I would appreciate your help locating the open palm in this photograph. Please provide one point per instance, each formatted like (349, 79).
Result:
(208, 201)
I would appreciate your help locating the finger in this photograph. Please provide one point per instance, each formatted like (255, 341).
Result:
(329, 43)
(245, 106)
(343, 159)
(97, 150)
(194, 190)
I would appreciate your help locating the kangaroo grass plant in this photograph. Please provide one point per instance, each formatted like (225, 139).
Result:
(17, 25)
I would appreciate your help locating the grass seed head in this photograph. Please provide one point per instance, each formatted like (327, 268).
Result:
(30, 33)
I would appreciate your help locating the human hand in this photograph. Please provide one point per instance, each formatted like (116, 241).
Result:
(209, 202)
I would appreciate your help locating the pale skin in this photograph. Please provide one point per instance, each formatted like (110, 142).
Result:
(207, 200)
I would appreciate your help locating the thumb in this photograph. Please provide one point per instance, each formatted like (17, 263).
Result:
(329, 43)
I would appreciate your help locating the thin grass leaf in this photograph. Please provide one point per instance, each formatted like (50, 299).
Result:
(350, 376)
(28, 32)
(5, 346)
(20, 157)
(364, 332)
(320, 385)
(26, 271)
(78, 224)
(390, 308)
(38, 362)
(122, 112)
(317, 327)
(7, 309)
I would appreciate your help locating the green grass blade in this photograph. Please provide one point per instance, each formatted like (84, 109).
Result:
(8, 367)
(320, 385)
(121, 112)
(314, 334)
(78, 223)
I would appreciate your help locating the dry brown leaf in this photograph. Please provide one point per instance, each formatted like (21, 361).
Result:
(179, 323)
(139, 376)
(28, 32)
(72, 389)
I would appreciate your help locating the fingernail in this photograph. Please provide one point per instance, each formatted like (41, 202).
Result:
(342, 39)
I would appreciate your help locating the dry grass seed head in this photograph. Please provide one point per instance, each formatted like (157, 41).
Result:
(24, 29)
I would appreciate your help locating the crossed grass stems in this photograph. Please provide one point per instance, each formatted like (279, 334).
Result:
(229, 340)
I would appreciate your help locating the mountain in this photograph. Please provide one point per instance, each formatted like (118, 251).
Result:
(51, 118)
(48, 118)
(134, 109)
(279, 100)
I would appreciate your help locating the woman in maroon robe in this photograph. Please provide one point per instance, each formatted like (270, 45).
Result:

▬▬▬▬▬▬

### HOW TO COMPLETE THIS TASK
Give the records above again in full, keeping every character unchanged.

### RESULT BELOW
I would appreciate your help locating the open palm in this photograph. Please provide one point per instance, each formatted like (349, 79).
Result:
(208, 201)
I would appreciate your help locating the finger in this photograph. Please provide one point per instance, each formatted like (255, 341).
Result:
(329, 43)
(245, 106)
(343, 159)
(97, 150)
(194, 190)
I would appreciate your help locating the kangaroo grass plant in this photograph. Please provide one point per instance, each formatted like (225, 139).
Result:
(17, 25)
I would appreciate your help locating the grass seed head in this photograph. Please provide one point per instance, each formatted like (327, 268).
Result:
(30, 33)
I would appreciate your help locating the human hand in this photograph. Please provide one point per instance, each formatted like (116, 241).
Result:
(209, 202)
I would appreciate your help locating the pale skin in this photograph. Please provide one point per instance, each formatted like (110, 142).
Result:
(207, 200)
I would appreciate your help locating the thumb in this photograph. Please provide one point per instance, each formatted like (17, 263).
Result:
(329, 43)
I would appreciate your help locating the thin grass leaf in this photograph. Please provide one point per instance, each formatted like (50, 299).
Result:
(350, 376)
(28, 32)
(5, 346)
(20, 157)
(364, 332)
(320, 385)
(26, 271)
(78, 224)
(390, 308)
(38, 362)
(122, 112)
(317, 327)
(7, 309)
I would appreciate your help locating the green grass blade in this photograph. Please provide one point per instance, each formatted like (84, 109).
Result:
(8, 367)
(320, 385)
(121, 112)
(314, 334)
(78, 223)
I would appreciate your help locating the dry brown leaf in this photograph. Please provide one point per instance, each formatted like (21, 361).
Result:
(179, 323)
(139, 376)
(28, 32)
(72, 389)
I would appreciate your help locating the fingernail in this photograph. Please provide one point per instance, each formatted like (41, 202).
Result:
(342, 39)
I would appreciate your help locating the dry grass seed head in this photograph. Please provide one point per instance, each formatted like (157, 41).
Result:
(24, 29)
I would appreciate your help locating the crossed grass stems in this photograph. Please provide one point per instance, each formatted like (279, 334).
Result:
(229, 340)
I would appreciate your help locating the mountain in this photograph. Please provide one point per instance, each formatted like (118, 251).
Result:
(51, 118)
(48, 118)
(134, 109)
(279, 100)
I would appreciate your help locating the woman in maroon robe in this photograph. Please provide one point per instance, each formatted like (270, 45).
Result:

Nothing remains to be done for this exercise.